How to complete this task
Reproduce the data below verbatim from the line containing "Place one keypoint on each instance of the american" through its final line, and produce nothing more.

*** Record excerpts ***

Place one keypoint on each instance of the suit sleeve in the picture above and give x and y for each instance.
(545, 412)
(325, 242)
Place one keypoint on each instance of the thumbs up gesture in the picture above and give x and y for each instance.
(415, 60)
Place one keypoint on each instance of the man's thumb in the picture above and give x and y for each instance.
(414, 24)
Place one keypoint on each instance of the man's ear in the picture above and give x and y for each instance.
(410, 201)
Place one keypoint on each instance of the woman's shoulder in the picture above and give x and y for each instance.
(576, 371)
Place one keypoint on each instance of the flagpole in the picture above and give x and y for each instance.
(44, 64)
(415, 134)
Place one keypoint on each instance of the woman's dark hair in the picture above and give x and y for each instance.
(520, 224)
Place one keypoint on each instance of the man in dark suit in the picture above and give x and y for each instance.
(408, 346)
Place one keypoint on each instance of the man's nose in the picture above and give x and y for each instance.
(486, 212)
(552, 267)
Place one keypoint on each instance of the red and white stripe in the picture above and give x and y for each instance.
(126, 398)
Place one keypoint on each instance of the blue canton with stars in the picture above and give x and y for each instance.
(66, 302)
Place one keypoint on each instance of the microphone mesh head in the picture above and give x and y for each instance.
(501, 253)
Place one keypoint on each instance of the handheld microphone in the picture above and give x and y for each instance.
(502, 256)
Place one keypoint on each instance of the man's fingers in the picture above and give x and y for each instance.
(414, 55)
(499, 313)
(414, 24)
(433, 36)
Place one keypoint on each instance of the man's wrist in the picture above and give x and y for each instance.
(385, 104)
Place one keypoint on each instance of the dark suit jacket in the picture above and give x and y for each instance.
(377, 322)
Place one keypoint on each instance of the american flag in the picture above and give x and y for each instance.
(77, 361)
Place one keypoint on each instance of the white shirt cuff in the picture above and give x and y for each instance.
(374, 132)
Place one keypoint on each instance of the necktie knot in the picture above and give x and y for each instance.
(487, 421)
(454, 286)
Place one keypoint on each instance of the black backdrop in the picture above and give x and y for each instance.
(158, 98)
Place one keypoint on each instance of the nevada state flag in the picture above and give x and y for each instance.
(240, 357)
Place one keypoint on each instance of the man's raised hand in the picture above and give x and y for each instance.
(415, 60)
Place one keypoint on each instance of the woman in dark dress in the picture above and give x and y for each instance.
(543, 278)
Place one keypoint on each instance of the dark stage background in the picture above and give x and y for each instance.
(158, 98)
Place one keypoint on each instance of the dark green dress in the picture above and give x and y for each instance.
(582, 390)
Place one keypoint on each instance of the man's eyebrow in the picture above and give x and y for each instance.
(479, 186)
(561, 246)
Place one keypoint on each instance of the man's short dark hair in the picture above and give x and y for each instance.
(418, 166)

*** End of Record excerpts ***

Answer to the problem
Place one keypoint on each instance of the american flag in the picture above and give x and y for each instance.
(77, 361)
Place one keypoint on each instance of the white shirt cuff in the picture above and give x and y for each instance.
(374, 132)
Place one keypoint on each instance of the necktie knot in the picture above and give x and y for each instance.
(487, 421)
(454, 286)
Place one keypoint on each instance of the black backdrop in the picture above and give x and y for each instance.
(158, 98)
Place one keypoint on each instance of the nevada state flag in the picture above and give x and y for each instance.
(240, 357)
Place one keypoint on each instance of the man's raised hand in the picture above and give x and y for each instance.
(415, 60)
Place one keypoint on each instance of the woman in dark dress in the picture above and give x and y for each instance.
(543, 278)
Place one keypoint on each instance of the dark stage background in the picture above and give x and y for each instance.
(158, 98)
Place one keypoint on each instance of the dark green dress in the picture above and give x and y for each instance.
(582, 390)
Place one keypoint on each instance of the man's eyebrow in the picture above and give x and y for each instance.
(479, 186)
(561, 246)
Place one keypoint on each instance of the man's short dark hair in the picture above and give x and y for each instance.
(418, 166)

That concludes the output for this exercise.